§ Tarefa A:
Reproduza do texto sobre a obra de Marge o trecho que vai de "Marge foi, antes" até "e ficção científica.", inclusive.
§ Tarefa B:
No texto sobre a obra de Marge, em que década Consuelo é internada em um hospital psiquiátrico?

§ Trecho para análise:
= = =
Marge foi, antes de qualquer coisa, poeta. Autora de mais de 17 volumes de livros de poesia, ela me cativou quando no começo da adolescência acordava pra poesia, onde a mulher se empoderava de si mesma para dizer o que quisesse sobre suas angústias e alegrias. Mais tarde, topei com ela de novo, visitando antologias de escritos sobre mulheres que desenvolviam obras literárias que tinham em si algum teor feminista. E aí descobri que além de poesia, ela escrevia fantasia e ficção científica.
Não preciso dizer que fui imediatamente atrás de todas as coisas que poderia. Infelizmente, não haviam edições em português de nenhum dos livros (e continua assim até hoje) e eu tive que botar o recém-aprendido inglês ainda-não-muito-praticado pra funcionar. Escolhi indicar aqui “Woman in the Edge of Time“, que é uma das coisas mais completas que já li quando falamos de ficção científica feminista.
Cabe abrir um parêntesis pra explicar uma coisinha: a ficção científica escrita por mulheres não é necessariamente feminista, embora muitas das autoras tenham também sido grandes ativistas dos movimentos feministas. É sabido que a literatura de ficção científica, por mais que tenha representantes femininas de peso, ainda é conhecida como um campo de hegemonia masculina, onde os autores mais aclamados num sentido geral, são homens. A correlação entre o movimento feminista e o espaço que essas mulheres ganharam e ainda ganham no meio, fica evidente aqui. O ponto é que, nem sempre uma autora vai escrever sobre mulheres ou com temáticas feministas e que a ficção científica feminista tem esse cunho e normalmente é escrita por mulheres. Long story short: uma mulher que escreve ficção científica pode não tratar de assuntos “feministas”, por isso a ficção científica feminista é uma categoria especificada.
Voltando a pegar o fio da meada, falemos de “Woman in the Edge of Time“. Temos, então, a nossa protagonista: Consuelo, uma moça que é colocada a vida toda em condições sub-humanas de vida, que é forçada a sofrer e compactuar e auxiliar abusos sexuais de mulheres e crianças por um cafetão. Ela é presa por conta de envolvimento com drogas e obrigada a ser internada em um hospital psiquiátrico. Isso acontece na década de setenta.
Consuelo descobre, em meio ao desespero, que consegue se comunicar com pessoas do futuro. Aqui se estabelecem mais alguns dos diálogos críticos do livro (até aqui, identificamos críticas intensas às condições de mulheres marginalizadas e ao descaso com pacientes de clínicas psiquiátricas displicentes).
= = =
§ Seção de dados:
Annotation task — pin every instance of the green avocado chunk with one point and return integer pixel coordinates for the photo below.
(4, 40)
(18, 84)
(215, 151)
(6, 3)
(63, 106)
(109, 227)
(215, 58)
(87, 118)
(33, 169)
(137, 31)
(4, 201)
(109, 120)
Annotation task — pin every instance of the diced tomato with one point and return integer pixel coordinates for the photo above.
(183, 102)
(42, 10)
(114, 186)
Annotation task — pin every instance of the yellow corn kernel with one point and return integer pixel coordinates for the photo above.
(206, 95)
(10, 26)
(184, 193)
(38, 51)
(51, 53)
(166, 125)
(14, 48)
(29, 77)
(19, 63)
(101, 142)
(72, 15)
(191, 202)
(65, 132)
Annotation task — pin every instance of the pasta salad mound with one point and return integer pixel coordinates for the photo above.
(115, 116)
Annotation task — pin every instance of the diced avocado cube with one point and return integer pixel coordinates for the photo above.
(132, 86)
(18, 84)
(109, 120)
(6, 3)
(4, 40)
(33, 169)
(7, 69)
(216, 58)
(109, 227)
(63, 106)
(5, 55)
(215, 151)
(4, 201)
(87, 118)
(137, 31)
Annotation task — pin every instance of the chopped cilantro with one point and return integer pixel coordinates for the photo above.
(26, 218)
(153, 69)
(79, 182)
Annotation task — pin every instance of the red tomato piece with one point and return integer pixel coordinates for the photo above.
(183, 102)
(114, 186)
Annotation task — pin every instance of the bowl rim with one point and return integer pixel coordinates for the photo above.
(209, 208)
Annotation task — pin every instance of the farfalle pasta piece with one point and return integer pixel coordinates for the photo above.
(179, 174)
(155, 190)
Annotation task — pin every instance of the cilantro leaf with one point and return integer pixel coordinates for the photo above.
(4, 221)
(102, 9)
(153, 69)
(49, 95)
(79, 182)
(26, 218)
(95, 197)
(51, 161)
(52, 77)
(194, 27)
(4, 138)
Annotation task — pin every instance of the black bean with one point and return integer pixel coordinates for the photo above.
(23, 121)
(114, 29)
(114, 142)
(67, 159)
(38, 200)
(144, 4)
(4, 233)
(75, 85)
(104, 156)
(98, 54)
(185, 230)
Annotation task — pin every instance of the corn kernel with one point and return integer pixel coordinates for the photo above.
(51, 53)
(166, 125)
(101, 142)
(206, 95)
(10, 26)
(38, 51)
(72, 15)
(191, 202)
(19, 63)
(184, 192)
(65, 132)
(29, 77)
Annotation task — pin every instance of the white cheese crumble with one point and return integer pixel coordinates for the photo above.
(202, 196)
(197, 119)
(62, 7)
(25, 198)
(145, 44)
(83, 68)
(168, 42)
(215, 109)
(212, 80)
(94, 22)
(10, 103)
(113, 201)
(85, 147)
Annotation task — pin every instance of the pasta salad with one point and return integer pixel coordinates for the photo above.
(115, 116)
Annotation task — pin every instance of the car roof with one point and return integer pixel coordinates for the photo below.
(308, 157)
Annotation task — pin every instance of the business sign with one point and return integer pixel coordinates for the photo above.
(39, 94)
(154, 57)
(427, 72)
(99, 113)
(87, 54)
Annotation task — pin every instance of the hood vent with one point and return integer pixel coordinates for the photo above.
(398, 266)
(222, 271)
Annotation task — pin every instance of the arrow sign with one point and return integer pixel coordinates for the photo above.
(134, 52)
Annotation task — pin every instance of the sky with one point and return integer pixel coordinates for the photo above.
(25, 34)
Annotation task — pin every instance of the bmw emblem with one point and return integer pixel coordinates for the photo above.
= = =
§ Resposta escrita A:
Marge foi, antes de qualquer coisa, poeta. Autora de mais de 17 volumes de livros de poesia, ela me cativou quando no começo da adolescência acordava pra poesia, onde a mulher se empoderava de si mesma para dizer o que quisesse sobre suas angústias e alegrias. Mais tarde, topei com ela de novo, visitando antologias de escritos sobre mulheres que desenvolviam obras literárias que tinham em si algum teor feminista. E aí descobri que além de poesia, ela escrevia fantasia e ficção científica.

§ Resposta escrita B:
Na década de setenta.